# Exercise task 1
Reproduce the passage of the PedroThermoDistance description that begins at the words "It also proved" and ends after the words "in all cases.".

The PedroThermoDistance
algorithm introduces a dynamic thermometer approach to calculating string similarity. Using a dynamic programming, it incorporates a unique 'thermometer' mechanism that dynamically adjusts penalties during the string comparison process. This mechanism simulates a thermometer's behavior, where consecutive matches increase the 'temperature', and mismatches decrease it (resulting in penalties based on current temperature). This design allows the algorithm to adapt to the flow of textual similarities and differences, making it ideal for applications that require differentiated text analysis that involve, for example: nuances, misspellings, and etc. With it, it is also possible to generate aligned texts, which makes it even more useful for some use cases that need detailed comparisons and reconciliations of textual data.
It also proved to be more effective in calculating similarity compared to other algorithms. Below are some demonstrations, I used the 'hermetrics' library to compare, the Dice, Hamming, Jaccard, Jaro, Jaro-Winkler algorithms did not prove to be as reliable in all cases.
// In both examples, the basic PTD configuration was used, thermometer=5, heating=1, cooling=1 and impulse=0
// Comparision 1
// TextA: "Hello World"
// textB: "H!eeelxxlwoo Woorldssss"
{
"PedroThermoSimilarity": 0.6722206685686631
"LevenshtainDistance": 0.4782608695652174
"Damerau-LevenshtainDistance": 0.4782608695652174
"OSA": 0.4782608695652174
"JaroDistance": 0.7806324110671937
"JaroWinklerDistance": 0.8025691699604743
}
// Comparision 2
// TextA: "Hello World"

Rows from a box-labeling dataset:
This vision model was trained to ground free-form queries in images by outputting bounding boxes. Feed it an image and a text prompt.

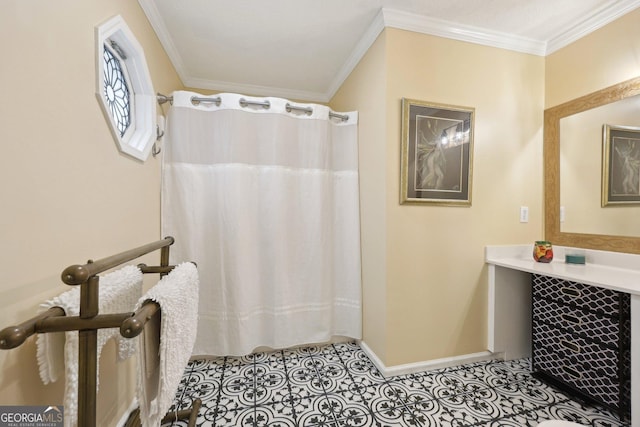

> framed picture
[400,98,475,206]
[602,124,640,207]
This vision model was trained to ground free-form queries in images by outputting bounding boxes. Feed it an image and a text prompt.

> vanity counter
[485,243,640,427]
[485,245,640,295]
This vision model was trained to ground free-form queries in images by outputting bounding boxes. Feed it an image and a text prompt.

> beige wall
[545,9,640,108]
[331,29,544,366]
[331,33,389,359]
[0,0,182,425]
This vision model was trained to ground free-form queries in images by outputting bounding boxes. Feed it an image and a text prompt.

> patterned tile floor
[162,343,626,427]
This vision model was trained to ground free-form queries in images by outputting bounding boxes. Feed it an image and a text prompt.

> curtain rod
[157,93,349,122]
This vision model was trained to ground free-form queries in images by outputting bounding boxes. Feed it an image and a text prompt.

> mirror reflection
[559,95,640,237]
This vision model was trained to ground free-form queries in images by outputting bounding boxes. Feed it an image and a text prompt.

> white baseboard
[358,341,504,378]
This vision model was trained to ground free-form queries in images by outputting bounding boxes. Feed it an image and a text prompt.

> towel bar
[0,237,201,427]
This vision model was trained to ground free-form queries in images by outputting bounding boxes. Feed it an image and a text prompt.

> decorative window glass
[103,42,131,138]
[96,16,156,161]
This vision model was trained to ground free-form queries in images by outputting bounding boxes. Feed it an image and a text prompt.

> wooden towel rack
[0,237,201,427]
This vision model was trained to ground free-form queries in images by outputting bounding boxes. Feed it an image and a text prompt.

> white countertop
[485,243,640,295]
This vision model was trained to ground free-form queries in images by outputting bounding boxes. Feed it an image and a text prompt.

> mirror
[544,78,640,253]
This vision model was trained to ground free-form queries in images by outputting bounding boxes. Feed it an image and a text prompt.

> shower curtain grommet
[161,91,362,355]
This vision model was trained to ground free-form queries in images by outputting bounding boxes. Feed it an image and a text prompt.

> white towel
[36,265,142,427]
[138,262,199,427]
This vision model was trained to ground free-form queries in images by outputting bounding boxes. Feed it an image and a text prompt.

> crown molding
[138,0,189,82]
[324,10,384,102]
[382,9,546,56]
[183,77,329,103]
[545,0,640,55]
[138,0,640,103]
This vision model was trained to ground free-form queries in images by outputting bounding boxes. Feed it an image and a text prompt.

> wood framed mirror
[544,77,640,254]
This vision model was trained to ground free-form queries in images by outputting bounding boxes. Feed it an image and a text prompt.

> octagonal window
[96,16,156,161]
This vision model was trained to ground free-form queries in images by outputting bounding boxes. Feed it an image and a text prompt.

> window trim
[95,15,156,162]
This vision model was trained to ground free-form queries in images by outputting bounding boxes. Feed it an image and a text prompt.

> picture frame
[602,124,640,207]
[400,98,475,206]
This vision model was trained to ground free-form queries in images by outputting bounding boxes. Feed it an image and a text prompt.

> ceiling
[138,0,640,102]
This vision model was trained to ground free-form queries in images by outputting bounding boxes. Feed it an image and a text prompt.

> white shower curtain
[162,91,362,355]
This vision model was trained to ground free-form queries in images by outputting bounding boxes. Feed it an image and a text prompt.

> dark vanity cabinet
[532,274,631,417]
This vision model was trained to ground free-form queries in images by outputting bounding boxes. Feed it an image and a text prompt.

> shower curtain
[161,91,362,355]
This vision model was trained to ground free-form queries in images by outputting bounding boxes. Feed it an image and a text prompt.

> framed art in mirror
[400,98,475,206]
[602,124,640,207]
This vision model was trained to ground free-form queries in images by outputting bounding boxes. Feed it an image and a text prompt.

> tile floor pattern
[162,343,627,427]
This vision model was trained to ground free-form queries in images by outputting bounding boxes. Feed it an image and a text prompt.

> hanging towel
[138,262,199,427]
[36,265,142,427]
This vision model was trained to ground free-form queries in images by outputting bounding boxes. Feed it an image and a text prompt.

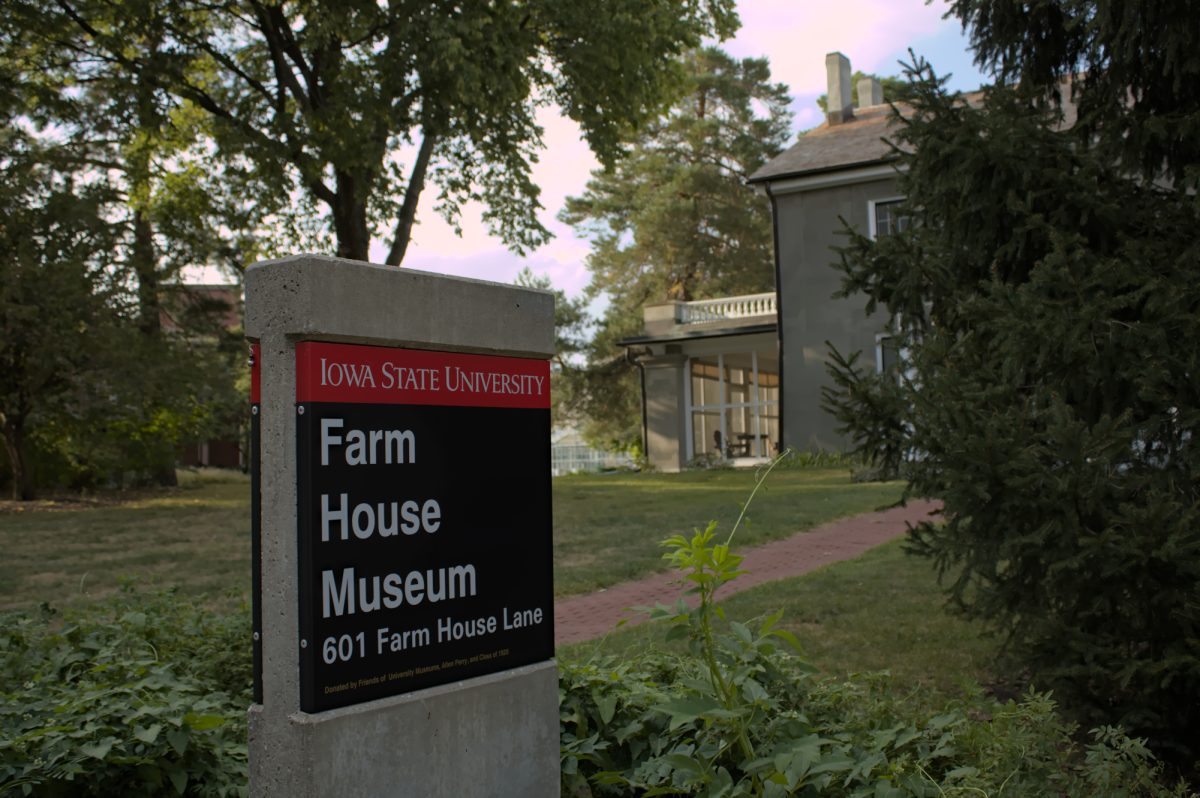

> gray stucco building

# Exercise task 2
List each line of the listing that contains the string "curtain".

# Exercise output 1
It also proved to be more effective in calculating similarity compared to other algorithms. Below are some demonstrations, I used the 'hermetrics' library to compare, the Dice, Hamming, Jaccard, Jaro, Jaro-Winkler algorithms did not prove to be as reliable in all cases.

# Exercise output 2
> curtain rod
> shower curtain grommet
> white shower curtain
> shower curtain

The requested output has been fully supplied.